(Dataset entries begins)

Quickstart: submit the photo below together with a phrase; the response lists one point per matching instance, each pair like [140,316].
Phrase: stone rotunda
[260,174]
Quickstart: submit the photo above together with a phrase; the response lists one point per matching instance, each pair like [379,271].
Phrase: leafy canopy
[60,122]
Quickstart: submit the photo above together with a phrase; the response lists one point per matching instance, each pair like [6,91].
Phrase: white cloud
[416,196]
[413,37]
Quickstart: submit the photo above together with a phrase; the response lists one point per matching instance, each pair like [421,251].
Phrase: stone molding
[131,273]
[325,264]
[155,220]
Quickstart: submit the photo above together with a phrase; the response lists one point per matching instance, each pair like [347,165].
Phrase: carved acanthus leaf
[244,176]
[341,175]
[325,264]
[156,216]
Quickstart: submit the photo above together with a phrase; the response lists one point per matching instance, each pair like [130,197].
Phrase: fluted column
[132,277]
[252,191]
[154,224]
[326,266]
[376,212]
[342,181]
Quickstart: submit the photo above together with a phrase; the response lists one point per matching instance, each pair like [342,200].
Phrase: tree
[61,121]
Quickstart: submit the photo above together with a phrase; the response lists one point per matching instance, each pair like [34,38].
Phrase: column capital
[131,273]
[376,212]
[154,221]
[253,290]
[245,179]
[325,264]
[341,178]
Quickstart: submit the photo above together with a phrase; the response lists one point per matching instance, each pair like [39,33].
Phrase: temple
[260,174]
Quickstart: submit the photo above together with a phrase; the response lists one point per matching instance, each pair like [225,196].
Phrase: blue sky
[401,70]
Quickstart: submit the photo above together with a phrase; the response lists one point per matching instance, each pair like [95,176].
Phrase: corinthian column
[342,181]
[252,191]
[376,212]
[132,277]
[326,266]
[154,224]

(Dataset entries ends)

- **Your assignment**: All records must be repeated exactly, with none skipped.

- **Written answer**:
Quickstart: submit the photo below together with a phrase; the response lists one point per matching instance, each pair like [140,316].
Phrase: stone rotunda
[260,174]
Quickstart: submit the photo above together with a phrase; the response lists one point per matching instance, each pair like [379,271].
Phrase: leafy canopy
[60,122]
Quickstart: submit the photo above together with a phrase; the response lists one point per matching instance, each pair like [6,91].
Phrase: white cloud
[416,196]
[413,37]
Quickstart: submit the photo above together with a phrase; the response lists one point per matching instance, each pair like [421,251].
Phrase: stone molding
[131,273]
[325,264]
[155,220]
Quickstart: submit the photo above together with a phrase; the response lists one point per matching instance, each pair like [347,165].
Phrase: carved acanthus leaf
[244,176]
[341,175]
[325,264]
[156,216]
Quickstart: submit the photo above together with a phrase; the response lists one point per matching instance, each pair like [130,197].
Phrase: fluted column
[132,277]
[252,191]
[154,224]
[326,266]
[376,212]
[342,181]
Quickstart: submit the photo above together with a phrase; the response lists one point per matching instance, each pair like [342,200].
Phrase: tree
[61,121]
Quickstart: submit the photo above together with a phrase; the response lists one point per matching instance, each pair like [34,38].
Phrase: column capital
[131,273]
[376,212]
[154,221]
[253,290]
[245,179]
[325,264]
[341,178]
Quickstart: submit the photo above together with a phrase; the response lists one point per matching instance, each pair like [39,33].
Phrase: temple
[260,174]
Quickstart: submit the photo above together with a phrase; the response lists one point per matching instance, each pair like [225,196].
Phrase: blue sky
[401,70]
Quickstart: submit the photo above together with a phrase; the response lists one point per matching instance, each pair like [95,176].
Phrase: corinthian column
[342,181]
[252,191]
[376,212]
[132,277]
[326,266]
[154,224]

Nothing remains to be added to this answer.